→ **Arbeitsauftrag**
Geben Sie aus dem Text über die Ganztagsschule den Abschnitt wortgetreu aus, der mit „Wien. Erst im“ beginnt und bis einschließlich „320 Millionen Euro.“ weitergeht.

→ **Lesetext**
Wien. Erst im vergangenen Juni einigten sich Bund und Länder darauf, die Mittel für den Ausbau der Ganztagsschule auf 160 Millionen Euro pro Jahr zu verdoppeln. Das Ziel lautete: 200.000 Plätze bis zum Schuljahr 2018/19. Im August - es war Wahlkampf - träumte Bundeskanzler Werner Faymann sogar von einer weiteren Aufstockung auf jährlich 320 Millionen Euro.
Wie gesagt, damals war Wahlkampf. Seither kamen das Budgetloch und unerwartete Hypo-Milliarden, die die hehren Budgetziele - heuer unter 3 Prozent Defizit und Staatsschuldenquote unter 80 Prozent, 2016 dann ein strukturelles Nulldefizit - bedrohen. Von Aufstockung der Mittel ist da längst keine Rede mehr. Ganz im Gegenteil: Weil die Länder die Sparpläne von Gabriele Heinisch-Hosek (volle Refundierung der außertourlich eingestellten Landeslehrer, Streichung von Unterstützungslehrern, größere Klassen) zurückwiesen, holt sich die Unterrichtsministerin das nötige Geld nun aus dem Topf für die Ganztagsschule. Heuer sollen statt 160 nur 110 Millionen Euro für neue Nachmittagsbetreuungsplätze zur Verfügung stehen. Ganz fix ist das noch nicht, weil die Länder noch prüfen, doch der Vorschlag wurde beim Treffen mit den Bildungslandesräten am Mittwochabend sehr wohlwollend aufgenommen. Und Lehrervertreter Paul Kimberger (FCG) meinte, im Vergleich zu den ursprünglichen Plänen seien die neuen Sparvorgaben "das geringere Übel".

→ **Entnommenes Material**

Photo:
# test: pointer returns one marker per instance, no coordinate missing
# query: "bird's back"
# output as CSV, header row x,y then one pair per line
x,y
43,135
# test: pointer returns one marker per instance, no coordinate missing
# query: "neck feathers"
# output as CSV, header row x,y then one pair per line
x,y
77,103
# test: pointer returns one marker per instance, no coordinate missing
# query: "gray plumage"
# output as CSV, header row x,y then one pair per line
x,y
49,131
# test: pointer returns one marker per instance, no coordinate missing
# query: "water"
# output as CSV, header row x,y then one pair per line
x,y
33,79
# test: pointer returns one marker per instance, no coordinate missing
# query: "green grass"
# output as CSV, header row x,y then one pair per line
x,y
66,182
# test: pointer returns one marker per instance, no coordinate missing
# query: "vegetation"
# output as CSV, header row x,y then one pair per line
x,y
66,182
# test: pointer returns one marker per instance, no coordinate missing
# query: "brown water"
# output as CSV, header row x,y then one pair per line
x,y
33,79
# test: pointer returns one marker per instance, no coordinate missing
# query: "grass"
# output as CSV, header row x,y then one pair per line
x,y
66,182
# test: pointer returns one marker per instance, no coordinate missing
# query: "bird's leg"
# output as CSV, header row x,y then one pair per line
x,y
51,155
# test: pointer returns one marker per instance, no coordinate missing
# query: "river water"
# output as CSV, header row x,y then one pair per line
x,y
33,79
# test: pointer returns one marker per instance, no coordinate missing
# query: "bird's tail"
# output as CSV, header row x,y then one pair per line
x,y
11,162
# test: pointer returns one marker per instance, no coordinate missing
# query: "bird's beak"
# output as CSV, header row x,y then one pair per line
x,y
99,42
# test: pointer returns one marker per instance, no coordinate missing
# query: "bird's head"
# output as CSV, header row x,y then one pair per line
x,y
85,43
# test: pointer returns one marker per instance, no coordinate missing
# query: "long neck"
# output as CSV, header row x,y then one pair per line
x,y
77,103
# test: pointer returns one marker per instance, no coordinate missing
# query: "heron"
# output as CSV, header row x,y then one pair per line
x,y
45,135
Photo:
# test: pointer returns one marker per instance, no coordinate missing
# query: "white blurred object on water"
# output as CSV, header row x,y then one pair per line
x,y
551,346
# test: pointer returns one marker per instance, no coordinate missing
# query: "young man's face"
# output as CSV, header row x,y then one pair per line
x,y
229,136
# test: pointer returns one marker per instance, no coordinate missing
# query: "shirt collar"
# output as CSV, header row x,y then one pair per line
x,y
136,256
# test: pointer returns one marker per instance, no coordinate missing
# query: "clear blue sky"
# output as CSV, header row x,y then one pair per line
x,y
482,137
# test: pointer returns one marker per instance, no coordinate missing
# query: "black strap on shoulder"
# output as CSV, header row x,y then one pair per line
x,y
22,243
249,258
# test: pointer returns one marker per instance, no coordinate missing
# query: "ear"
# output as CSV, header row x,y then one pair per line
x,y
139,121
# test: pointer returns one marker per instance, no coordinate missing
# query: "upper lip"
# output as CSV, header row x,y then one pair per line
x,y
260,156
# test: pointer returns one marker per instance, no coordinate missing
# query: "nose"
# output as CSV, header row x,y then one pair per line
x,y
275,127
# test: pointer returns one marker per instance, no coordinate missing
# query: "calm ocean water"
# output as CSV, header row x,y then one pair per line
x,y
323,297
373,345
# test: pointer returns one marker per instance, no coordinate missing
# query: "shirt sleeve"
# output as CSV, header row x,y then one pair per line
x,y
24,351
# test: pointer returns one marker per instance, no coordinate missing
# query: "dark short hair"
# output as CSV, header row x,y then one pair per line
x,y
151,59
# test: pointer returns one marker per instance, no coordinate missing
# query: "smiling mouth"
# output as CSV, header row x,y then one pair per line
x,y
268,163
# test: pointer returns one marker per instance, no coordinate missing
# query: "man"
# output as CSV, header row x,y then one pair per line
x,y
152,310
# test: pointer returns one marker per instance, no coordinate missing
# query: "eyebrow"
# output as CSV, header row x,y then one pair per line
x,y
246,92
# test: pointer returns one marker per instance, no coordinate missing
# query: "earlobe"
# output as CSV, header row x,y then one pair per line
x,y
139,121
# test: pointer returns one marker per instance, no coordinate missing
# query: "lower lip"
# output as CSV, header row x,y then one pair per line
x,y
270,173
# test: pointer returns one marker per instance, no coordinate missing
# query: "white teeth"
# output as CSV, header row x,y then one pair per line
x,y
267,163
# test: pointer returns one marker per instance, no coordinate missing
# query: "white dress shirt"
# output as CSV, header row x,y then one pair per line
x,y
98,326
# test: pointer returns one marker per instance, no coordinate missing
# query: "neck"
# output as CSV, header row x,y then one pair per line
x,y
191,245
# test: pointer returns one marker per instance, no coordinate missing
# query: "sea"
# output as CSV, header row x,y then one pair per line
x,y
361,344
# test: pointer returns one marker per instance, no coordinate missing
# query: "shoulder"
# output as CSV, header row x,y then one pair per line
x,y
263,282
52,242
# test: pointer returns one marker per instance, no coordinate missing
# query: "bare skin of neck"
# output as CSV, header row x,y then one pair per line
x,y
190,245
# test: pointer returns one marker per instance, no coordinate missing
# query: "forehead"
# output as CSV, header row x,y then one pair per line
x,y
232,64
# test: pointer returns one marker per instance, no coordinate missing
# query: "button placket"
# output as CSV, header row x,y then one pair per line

→ **Lösung**
Wien. Erst im vergangenen Juni einigten sich Bund und Länder darauf, die Mittel für den Ausbau der Ganztagsschule auf 160 Millionen Euro pro Jahr zu verdoppeln. Das Ziel lautete: 200.000 Plätze bis zum Schuljahr 2018/19. Im August - es war Wahlkampf - träumte Bundeskanzler Werner Faymann sogar von einer weiteren Aufstockung auf jährlich 320 Millionen Euro.